→ ACTION ITEM A
List every person other than Marion Hatton who is named in the biography of Marion Hatton.
→ ACTION ITEM B
Reproduce verbatim the passage of the biography of Marion Hatton that begins with the words containing "Hatton continued to" and ends with "and a daughter.".

→ PAGE EXCERPT
━━━━━━━━

NZ suffragist (1835–1905)

Marion Hatton ( Hanover; 8 September 1835 – 6 June 1905) was a New Zealand suffragist.

==Early life==
Hatton was born in Preston, Somerset, England on 8 September 1835 to Elizabeth Stenner and Robert Hanover. As a young woman, she was involved with Sunday-school work, and she campaigned for temperance with the Band of Hope. She worked as a milliner. On 7 October 1855 she married Joseph Hatton, an accountant. They went to Amsterdam and founded a lodge for the temperance organisation Good Templars. At some point, the Hattons emigrated to New Zealand and settled in Dunedin.

==Suffrage movement==
On 12 April 1892, Hatton chaired a meeting in Dunedin in support of women's suffrage. She became one of two presidents and the working leader of the Dunedin Franchise League, which was founded two weeks later. The Franchise League campaigned against the anti-suffrage politician Henry Fish's bid for the mayoralty of Dunedin later in 1892. "Rejoice with us", Hatton wrote, "we have beaten Mr Fish".

Hatton became the principal speaker for the Franchise League, and travelled throughout the southern half of the South Island with Helen Nicol speaking at suffrage meetings and organising petitions requesting the government to enact women's suffrage. The Dunedin Franchise League collected more signatures than any other area. A bill to do so was passed by the Legislative Council on 8 September 1893 – Hatton's birthday. A celebratory meeting was held in the Dunedin City Hall with a "thousand handkerchiefs waving for victory". Hatton next worked to make sure as many women as possible were on the electoral rolls for the general election on 28 November 1893.

During the winter of 1895, Hatton and other members of the League ran soup kitchens for the unemployed.

Hatton continued to work for equality of women with men. She was particularly concerned that women should receive equal pay. In 1896, Hatton suggested that a co-ordinating body be set up for women's societies in New Zealand, and this led to the formation of the National Council of Women. She attended its inaugural conference in Christchurch, on 13 April 1896.

==Later life==
Hatton suffered from heart disease and her health deteriorated. Her philanthropic work may have contributed to this. She died on 6 June 1905, survived by her husband, five sons, and a daughter.

━━━━━━━━

→ INFORMATION SHOWN

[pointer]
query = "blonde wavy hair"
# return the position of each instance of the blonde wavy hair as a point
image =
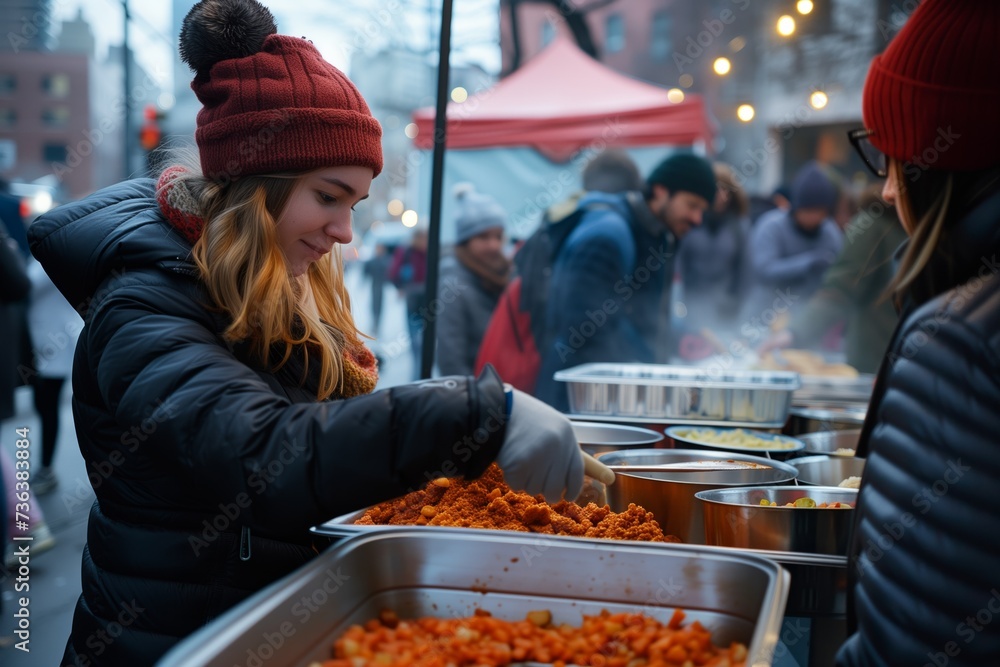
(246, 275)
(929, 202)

━━━━━━━━

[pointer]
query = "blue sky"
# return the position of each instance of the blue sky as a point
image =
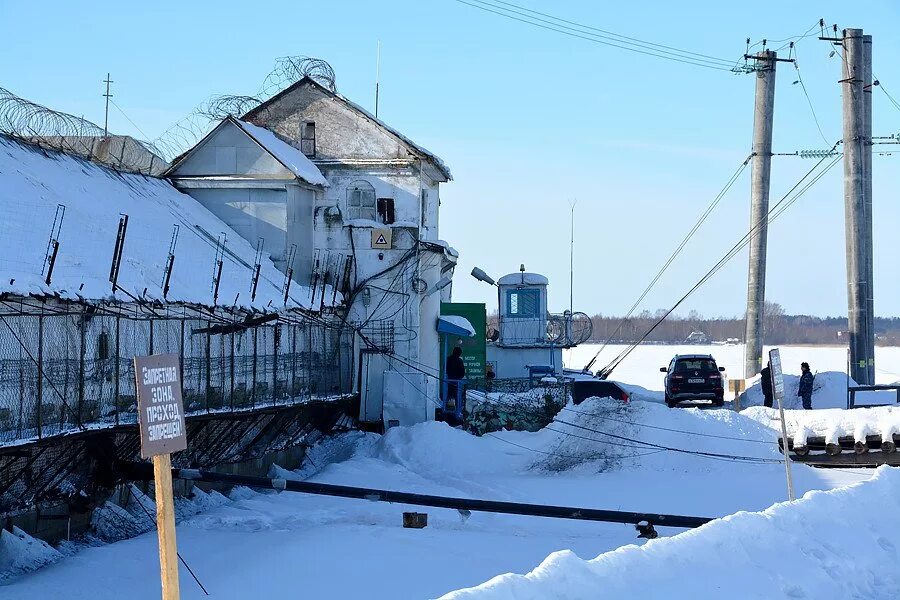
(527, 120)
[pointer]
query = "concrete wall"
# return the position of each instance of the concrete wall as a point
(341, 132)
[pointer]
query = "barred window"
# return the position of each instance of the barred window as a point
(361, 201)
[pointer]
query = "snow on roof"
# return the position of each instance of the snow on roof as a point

━━━━━━━━

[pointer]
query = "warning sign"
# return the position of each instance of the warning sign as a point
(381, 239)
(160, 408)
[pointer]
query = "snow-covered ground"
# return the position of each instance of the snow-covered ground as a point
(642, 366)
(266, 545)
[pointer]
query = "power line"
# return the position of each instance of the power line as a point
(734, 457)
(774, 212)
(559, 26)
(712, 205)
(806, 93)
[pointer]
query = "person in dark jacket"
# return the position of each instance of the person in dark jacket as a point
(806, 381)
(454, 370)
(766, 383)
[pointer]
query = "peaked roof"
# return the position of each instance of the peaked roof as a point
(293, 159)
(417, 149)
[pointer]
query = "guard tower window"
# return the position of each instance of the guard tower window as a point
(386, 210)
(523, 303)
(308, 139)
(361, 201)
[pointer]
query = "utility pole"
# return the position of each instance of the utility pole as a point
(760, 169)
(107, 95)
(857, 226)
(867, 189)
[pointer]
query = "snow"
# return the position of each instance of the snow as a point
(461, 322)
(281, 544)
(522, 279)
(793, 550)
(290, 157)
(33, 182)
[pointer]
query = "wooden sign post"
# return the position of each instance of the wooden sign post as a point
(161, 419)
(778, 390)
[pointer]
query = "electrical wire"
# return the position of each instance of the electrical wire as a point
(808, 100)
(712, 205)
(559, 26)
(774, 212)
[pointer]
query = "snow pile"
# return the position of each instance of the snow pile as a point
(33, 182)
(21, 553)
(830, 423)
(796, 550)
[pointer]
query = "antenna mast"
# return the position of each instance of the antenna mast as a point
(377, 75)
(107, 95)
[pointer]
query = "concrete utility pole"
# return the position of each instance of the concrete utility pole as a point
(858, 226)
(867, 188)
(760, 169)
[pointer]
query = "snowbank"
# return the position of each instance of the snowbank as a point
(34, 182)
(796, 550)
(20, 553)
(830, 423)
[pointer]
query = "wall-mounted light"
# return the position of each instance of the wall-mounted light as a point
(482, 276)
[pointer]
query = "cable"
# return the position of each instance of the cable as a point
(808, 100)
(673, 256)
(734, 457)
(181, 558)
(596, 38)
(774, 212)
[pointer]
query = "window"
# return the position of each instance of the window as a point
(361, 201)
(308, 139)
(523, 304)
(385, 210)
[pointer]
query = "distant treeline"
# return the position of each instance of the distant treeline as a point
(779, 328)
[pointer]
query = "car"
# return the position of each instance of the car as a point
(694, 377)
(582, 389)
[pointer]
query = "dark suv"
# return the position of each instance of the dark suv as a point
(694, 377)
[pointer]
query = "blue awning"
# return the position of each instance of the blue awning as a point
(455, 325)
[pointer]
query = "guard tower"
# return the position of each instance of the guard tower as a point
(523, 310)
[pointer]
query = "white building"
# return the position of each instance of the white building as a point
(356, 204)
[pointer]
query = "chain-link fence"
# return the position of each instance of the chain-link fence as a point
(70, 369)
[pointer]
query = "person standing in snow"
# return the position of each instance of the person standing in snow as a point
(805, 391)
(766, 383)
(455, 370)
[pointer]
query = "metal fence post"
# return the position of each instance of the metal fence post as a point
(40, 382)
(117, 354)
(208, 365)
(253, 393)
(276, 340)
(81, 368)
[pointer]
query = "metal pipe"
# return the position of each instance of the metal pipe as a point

━━━━━━━━

→ ANSWER A
Elizabeth Stenner, Robert Hanover, Joseph Hatton, Henry Fish, Helen Nicol

→ ANSWER B
Hatton continued to work for equality of women with men. She was particularly concerned that women should receive equal pay. In 1896, Hatton suggested that a co-ordinating body be set up for women's societies in New Zealand, and this led to the formation of the National Council of Women. She attended its inaugural conference in Christchurch, on 13 April 1896.

==Later life==
Hatton suffered from heart disease and her health deteriorated. Her philanthropic work may have contributed to this. She died on 6 June 1905, survived by her husband, five sons, and a daughter.